Document extract:

⁂

Education /
Morning Lecture Platform



Week Seven — August 4-10, 2013

Diplomacy

Chautauqua focuses on international affairs this week with a series of lectures on the importance and practice of diplomacy. Frequent Chautauqua lecturer R. Nicholas Burns, formerly the third-ranking State Department official, opens the week with an introduction to and history of U.S. diplomatic efforts. Brookings Institution senior fellow Robert Kagan, author of The World America Made, offers remarks on the state of U.S. diplomacy and how the rest of the world relates to us on Tuesday. State Department spokesperson Victoria Nuland will lecture Wednesday from her experiences as NATO ambassador and in her current capacity, as the State Department’s “ambassador” to the public and the press. The Washington Institute’s Dennis Ross, a former special assistant to President Obama, closes the week on Friday with stories from the front lines of Middle East policymaking and peace negotiations.


Confirmed Lecturers

Monday 8/5
Tuesday 8/6
Wednesday 8/7
Thursday 8/8
Friday 8/9

R. Nicholas Burns

Robert Kagan

Victoria Nuland

Dennis Ross

Monday–Friday, August 5–9 @ 10:45 a.m.

⁂

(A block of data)
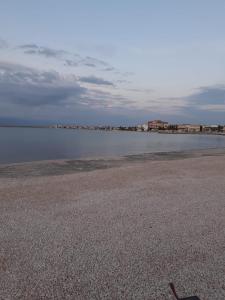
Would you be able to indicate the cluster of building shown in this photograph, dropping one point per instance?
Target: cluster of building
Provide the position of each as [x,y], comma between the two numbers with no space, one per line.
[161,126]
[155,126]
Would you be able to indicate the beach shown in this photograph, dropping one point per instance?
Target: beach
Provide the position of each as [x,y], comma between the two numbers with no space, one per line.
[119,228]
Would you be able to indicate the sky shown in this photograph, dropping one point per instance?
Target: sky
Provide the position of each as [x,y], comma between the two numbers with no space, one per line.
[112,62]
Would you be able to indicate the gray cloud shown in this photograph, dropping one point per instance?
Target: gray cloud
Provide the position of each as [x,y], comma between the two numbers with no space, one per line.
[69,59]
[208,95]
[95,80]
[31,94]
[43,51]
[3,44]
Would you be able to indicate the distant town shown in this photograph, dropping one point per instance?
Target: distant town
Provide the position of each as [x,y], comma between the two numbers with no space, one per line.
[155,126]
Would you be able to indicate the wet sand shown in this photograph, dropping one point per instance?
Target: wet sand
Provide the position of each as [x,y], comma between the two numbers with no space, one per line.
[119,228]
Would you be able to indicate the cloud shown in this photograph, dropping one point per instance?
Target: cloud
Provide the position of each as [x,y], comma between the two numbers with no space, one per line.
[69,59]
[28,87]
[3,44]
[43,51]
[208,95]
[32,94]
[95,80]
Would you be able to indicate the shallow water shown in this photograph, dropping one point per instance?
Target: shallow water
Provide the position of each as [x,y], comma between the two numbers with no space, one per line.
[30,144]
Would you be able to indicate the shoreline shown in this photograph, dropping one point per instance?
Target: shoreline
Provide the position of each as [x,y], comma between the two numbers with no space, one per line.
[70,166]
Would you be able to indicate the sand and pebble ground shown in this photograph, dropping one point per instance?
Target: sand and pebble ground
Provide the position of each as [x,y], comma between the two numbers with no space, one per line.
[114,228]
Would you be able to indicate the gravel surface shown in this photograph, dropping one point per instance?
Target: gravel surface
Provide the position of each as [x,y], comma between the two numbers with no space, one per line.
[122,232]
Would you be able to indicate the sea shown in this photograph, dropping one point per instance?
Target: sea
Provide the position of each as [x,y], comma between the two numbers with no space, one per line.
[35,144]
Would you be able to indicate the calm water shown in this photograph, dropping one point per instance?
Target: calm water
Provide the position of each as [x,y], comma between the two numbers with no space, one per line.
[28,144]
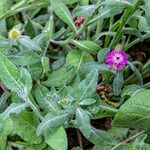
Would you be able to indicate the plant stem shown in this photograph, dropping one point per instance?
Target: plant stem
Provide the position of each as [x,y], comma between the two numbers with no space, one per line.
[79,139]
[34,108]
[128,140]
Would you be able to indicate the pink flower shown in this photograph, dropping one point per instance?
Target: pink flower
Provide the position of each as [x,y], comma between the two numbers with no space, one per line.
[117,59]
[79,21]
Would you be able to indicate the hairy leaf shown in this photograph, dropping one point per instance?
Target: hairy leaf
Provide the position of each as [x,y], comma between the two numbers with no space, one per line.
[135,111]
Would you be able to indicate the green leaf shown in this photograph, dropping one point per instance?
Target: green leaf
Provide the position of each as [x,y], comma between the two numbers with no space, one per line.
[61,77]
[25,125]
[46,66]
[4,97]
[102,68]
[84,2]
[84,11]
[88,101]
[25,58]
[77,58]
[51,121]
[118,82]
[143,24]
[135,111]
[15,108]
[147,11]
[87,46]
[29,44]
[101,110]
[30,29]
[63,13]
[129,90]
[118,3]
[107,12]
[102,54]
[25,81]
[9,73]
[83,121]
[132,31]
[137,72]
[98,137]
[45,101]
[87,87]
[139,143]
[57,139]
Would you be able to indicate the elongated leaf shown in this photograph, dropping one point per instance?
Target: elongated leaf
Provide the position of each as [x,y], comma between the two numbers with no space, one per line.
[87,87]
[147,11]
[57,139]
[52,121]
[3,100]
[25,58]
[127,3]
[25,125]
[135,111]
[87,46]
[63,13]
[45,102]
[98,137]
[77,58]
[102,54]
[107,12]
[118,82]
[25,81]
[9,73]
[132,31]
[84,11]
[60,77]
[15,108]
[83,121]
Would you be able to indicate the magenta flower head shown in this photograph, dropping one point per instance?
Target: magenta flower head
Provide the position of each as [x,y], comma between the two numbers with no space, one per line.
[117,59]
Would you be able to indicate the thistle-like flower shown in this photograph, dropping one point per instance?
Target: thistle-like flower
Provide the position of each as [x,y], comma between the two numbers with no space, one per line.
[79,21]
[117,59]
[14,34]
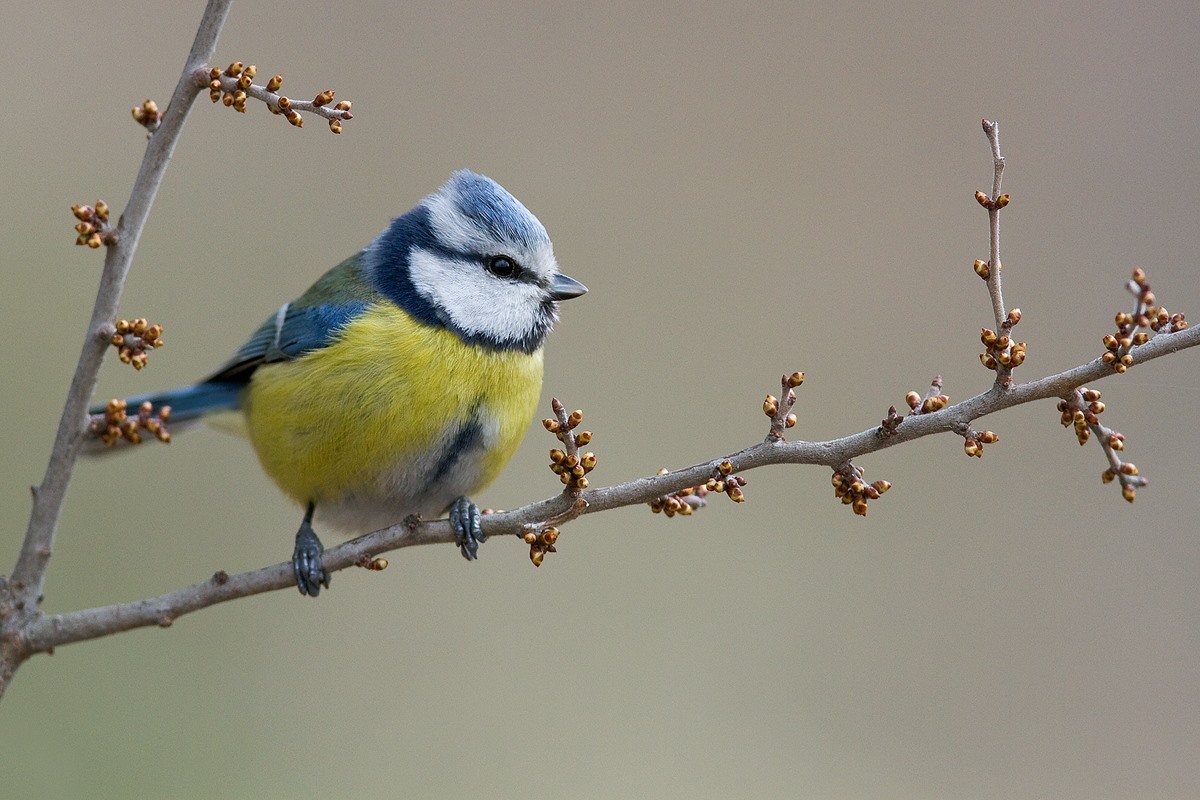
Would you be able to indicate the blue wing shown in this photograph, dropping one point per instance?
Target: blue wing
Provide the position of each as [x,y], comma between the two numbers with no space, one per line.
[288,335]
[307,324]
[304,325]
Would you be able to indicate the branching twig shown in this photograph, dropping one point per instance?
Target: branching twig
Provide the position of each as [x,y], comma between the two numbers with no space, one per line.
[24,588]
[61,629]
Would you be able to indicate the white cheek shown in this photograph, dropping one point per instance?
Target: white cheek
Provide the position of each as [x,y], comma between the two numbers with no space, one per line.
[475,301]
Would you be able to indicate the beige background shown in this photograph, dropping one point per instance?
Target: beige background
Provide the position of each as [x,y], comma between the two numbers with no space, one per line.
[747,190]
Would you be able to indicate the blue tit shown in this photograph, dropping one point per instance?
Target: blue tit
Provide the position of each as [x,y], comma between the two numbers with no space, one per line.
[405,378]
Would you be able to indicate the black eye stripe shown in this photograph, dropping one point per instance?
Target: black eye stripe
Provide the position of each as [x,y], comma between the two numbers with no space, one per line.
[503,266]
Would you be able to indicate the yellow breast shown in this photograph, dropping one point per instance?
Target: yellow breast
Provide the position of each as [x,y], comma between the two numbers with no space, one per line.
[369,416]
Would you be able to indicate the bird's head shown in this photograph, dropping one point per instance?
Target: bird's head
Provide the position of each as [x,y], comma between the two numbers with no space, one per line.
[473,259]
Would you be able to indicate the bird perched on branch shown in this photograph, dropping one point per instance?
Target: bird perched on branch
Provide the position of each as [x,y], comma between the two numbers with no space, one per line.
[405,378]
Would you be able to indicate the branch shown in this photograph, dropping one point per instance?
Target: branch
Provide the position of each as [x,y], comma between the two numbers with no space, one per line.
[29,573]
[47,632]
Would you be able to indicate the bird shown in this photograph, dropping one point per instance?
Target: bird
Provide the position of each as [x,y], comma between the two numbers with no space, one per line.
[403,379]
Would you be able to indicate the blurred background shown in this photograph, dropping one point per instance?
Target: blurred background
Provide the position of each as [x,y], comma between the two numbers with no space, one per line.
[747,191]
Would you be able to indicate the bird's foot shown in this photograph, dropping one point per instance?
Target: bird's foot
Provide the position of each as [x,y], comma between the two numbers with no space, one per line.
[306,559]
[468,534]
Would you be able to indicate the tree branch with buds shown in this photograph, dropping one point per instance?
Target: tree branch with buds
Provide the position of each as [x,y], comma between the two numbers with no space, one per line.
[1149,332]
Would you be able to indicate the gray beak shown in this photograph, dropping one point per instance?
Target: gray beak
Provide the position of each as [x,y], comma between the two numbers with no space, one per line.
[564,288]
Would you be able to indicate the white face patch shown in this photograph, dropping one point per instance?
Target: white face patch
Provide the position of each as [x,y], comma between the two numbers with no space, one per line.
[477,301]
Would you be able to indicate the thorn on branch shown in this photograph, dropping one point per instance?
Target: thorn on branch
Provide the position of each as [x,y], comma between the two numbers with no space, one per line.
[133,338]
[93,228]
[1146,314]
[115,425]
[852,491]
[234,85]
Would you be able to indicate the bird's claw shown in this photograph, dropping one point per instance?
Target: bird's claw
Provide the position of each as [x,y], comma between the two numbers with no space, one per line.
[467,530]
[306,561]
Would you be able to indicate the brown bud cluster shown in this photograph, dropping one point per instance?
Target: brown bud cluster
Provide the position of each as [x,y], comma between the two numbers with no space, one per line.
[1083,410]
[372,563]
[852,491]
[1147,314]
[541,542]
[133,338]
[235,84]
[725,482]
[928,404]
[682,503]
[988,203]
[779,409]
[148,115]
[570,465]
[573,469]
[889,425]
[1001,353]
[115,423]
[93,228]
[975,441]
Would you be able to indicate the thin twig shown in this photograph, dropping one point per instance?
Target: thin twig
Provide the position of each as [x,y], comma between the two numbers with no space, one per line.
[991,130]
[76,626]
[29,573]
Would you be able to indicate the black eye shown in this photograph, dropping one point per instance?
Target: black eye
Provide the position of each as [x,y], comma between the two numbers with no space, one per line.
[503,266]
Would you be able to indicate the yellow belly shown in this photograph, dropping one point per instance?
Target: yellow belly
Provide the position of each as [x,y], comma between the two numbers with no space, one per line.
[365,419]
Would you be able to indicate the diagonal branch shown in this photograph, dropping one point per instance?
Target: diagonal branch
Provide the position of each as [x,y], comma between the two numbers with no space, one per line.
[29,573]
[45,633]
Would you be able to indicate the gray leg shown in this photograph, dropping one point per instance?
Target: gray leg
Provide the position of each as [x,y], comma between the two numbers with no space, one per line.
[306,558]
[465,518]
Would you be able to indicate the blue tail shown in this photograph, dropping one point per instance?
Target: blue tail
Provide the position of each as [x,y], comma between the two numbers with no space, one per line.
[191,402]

⁂

Required actions:
1. Reproduce every line of the rows, from the line containing "Would you be able to indicate the thin" down to the last line of the rows, and increase each x and y coordinate in the answer points by 75.
2. Extend the Chautauqua diplomacy lecture page beyond its last line.

The replies:
1.
Would you be able to indicate the thin twig shown in this photograph, dropping one point per instance?
Target: thin twig
Provide the position of each as [x,y], comma between the two numbers with no space, one per line.
[1066,205]
[151,701]
[104,648]
Would you be able to indicate the black eye shown in this photograph, dropping one point per instance?
Target: black eye
Provide the position of each as [x,y], comma between the two numbers with no space, one per line.
[578,341]
Would you be able to indicate the yellow belly shown in this photograph, dropping one point per instance?
Target: yellow belly
Provide the position of each as [x,y], comma between the two numbers with no space, one per line.
[440,494]
Would you be able to indicate the diagonal branch shown in this photograph, dropping one point per instance?
Target: diagonal branch
Provide the position of each as [x,y], comma between the two numbers with no space, one per line.
[104,648]
[120,708]
Would you be able to indicate the gray leg shown in this photograph, dropping one point per instance?
Target: gray leg
Provide the position of each as [x,y], comma between the two numbers with no space, one per line.
[381,633]
[540,593]
Would you be able to indicate the blue tail shown in this photograph, dropping one point per instance?
Target: blue tail
Provide the position of each as [x,y], comma between the two numbers with no space, one per line.
[266,477]

2.
Monday, August 5

R. Nicholas Burns

director, Future of Diplomacy Project, Harvard Kennedy School
former U.S. under secretary of state for political affairs

A 27-year veteran of the U.S. Foreign Service, R. Nicholas Burns is professor of the practice of diplomacy and international politics at the John F. Kennedy School of Government at Harvard, director of the Future of Diplomacy Project and faculty chair for the programs on the Middle East and on India and South Asia.

As the State Department’s third-ranking official from 2005 to 2008, Burns led negotiations on the U.S.-India Civil Nuclear Agreement, on a long-term military assistance agreement with Israel and on Iran’s nuclear program. Previously, he was U.S. ambassador to NATO and to Greece; State Department spokesman; the National Security Council’s senior director for Russia, Ukraine and Eurasia affairs and special assistant to President Bill Clinton; and director for Soviet affairs in the administration of President George H.W. Bush.

Burns is director of the Aspen Strategy Group, serves on the boards of several for-profit and nonprofit organizations and is a member of the Council on Foreign Relations. He has received the Secretary of State’s Distinguished Service Award, the Woodrow Wilson Award for Public Service from The Johns Hopkins University, where he earned his master’s degree in international relations, and the Alumni Achievement Award from Boston College, where he earned a degree in history.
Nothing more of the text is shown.